What to do: Recast the material from its first line through the line containing "297 21 418 259", both included, as a JSON list of strings with one string per line and blank lines left out.

[Rows of box annotation data]
=====

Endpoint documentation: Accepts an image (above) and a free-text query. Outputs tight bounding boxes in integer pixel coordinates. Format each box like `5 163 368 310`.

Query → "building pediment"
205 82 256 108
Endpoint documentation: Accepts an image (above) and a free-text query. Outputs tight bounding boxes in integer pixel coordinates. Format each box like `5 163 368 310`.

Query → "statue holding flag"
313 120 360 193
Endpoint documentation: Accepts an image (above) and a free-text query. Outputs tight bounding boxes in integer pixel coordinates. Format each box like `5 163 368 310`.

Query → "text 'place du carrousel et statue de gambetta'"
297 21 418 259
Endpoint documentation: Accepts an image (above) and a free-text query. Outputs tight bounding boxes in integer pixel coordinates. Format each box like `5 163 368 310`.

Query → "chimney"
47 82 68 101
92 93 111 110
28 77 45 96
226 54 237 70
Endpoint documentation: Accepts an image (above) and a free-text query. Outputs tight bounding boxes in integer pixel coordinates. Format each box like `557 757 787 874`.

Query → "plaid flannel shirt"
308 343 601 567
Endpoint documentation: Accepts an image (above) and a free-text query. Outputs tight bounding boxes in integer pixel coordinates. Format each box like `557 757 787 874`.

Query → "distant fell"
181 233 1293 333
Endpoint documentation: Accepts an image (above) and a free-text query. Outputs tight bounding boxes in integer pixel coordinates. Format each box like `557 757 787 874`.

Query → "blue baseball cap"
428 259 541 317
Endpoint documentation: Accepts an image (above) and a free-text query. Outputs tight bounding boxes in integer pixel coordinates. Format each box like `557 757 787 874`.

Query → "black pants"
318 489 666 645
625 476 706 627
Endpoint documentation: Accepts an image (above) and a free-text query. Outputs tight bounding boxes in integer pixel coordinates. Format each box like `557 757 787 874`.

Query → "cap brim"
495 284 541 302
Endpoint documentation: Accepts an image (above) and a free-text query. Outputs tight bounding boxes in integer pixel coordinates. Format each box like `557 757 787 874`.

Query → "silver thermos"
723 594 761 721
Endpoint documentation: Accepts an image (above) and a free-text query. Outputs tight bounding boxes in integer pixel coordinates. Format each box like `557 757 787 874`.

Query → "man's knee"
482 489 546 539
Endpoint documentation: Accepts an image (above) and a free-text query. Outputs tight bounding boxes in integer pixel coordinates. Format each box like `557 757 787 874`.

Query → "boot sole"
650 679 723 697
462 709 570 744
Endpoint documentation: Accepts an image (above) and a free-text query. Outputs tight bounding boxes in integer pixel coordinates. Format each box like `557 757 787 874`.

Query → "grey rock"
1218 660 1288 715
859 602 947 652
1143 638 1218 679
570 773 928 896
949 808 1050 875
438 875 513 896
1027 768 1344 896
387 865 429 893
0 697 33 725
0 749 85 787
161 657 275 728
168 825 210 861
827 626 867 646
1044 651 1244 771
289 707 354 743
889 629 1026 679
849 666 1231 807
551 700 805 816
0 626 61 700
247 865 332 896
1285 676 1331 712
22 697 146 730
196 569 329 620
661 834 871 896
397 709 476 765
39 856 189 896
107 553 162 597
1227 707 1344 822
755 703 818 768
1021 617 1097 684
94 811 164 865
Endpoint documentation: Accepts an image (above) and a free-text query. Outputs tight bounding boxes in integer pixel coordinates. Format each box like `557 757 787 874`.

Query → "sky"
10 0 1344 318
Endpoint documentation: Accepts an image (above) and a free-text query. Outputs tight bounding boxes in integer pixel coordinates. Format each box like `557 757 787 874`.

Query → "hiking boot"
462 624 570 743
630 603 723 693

=====

Solution to this exercise:
[
  "Endpoint documentation: Accepts an image (above) and a free-text query. Outputs tight bounding boxes in integer pixel coordinates. Format each box like `5 163 368 310`.",
  "Query → \"building pediment\"",
  "205 82 256 108",
  "Endpoint documentation: Accepts an image (above) and a free-text query. Outputs tight bounding boxes in integer pixel coordinates. Format each box like `5 163 368 310`.",
  "Query → \"statue holding flag\"",
  "313 120 360 193",
  "Endpoint documentation: Accepts an image (above) and a free-text query. Outputs tight bounding boxes in integer pixel coordinates. Format each box like `5 163 368 310`.",
  "Query → \"text 'place du carrousel et statue de gambetta'\"",
  "297 21 418 259"
]